**GOAL OF THE EXERCISE:** Copy out, exactly as given, every line from the line with "Could you please spot the street" to the end of the listing, both of those lines included.

— start of GIVEN DATA —

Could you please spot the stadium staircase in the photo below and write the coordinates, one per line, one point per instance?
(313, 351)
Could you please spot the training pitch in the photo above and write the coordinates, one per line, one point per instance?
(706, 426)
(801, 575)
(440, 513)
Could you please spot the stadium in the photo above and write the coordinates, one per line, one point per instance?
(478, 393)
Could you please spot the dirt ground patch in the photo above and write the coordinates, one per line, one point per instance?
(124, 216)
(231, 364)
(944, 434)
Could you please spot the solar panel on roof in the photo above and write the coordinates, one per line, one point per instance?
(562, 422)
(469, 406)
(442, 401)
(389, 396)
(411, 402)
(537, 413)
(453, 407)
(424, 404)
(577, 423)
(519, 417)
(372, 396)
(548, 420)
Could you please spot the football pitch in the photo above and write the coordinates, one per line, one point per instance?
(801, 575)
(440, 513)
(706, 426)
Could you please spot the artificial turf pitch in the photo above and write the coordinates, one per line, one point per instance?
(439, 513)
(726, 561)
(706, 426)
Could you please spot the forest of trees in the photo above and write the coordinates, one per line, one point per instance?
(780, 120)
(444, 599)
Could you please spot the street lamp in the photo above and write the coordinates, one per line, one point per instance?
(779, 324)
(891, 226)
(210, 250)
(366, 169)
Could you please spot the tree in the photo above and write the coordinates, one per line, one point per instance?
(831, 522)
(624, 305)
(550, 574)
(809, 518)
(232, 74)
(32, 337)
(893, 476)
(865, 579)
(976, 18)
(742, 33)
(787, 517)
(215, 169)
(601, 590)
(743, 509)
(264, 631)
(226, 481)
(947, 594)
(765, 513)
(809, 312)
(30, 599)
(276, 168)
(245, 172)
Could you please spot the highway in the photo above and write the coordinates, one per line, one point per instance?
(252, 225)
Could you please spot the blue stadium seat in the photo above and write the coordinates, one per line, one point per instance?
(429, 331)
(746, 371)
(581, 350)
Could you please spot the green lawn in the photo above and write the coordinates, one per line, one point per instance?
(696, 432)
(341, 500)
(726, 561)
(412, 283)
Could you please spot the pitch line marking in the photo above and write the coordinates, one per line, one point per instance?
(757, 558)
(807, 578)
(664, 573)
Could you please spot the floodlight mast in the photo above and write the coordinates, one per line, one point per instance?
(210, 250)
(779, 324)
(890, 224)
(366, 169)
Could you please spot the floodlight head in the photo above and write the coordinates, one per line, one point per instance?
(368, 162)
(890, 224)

— end of GIVEN DATA —

**EXERCISE OUTPUT:**
Could you please spot the street lamp in the photo above and write the coordinates, one per line, one point per instance?
(779, 324)
(891, 226)
(210, 250)
(366, 169)
Could you please spot the tree in the photo above and write the coordinates, one per line, one point per instance?
(831, 522)
(624, 305)
(550, 574)
(809, 518)
(232, 74)
(32, 337)
(893, 476)
(865, 579)
(976, 18)
(742, 33)
(787, 517)
(215, 169)
(601, 590)
(743, 509)
(264, 631)
(226, 481)
(947, 594)
(765, 513)
(809, 312)
(30, 599)
(276, 168)
(245, 172)
Could you please spot the highway in the photo above and write the coordinates, one per line, one point per instance?
(252, 225)
Could you please spot the blue stadium seat in the photo above and write the coordinates, one per line, one point per instance?
(429, 331)
(746, 371)
(581, 350)
Could you please spot the green lawn in the photo above and write the coordinates, one per line, one point per instance?
(696, 432)
(341, 500)
(726, 561)
(412, 283)
Could you please spot the pitch line marking in the photo above and write the coordinates, one per line, one point per instance?
(757, 558)
(807, 578)
(664, 573)
Could you please spot the floodlight mast in the photo above and write the coordinates, one per line, one point per instance?
(210, 250)
(779, 324)
(890, 224)
(366, 169)
Could you please spot the floodlight head in the photo above and write the coordinates, one per line, one point per instance?
(368, 162)
(890, 224)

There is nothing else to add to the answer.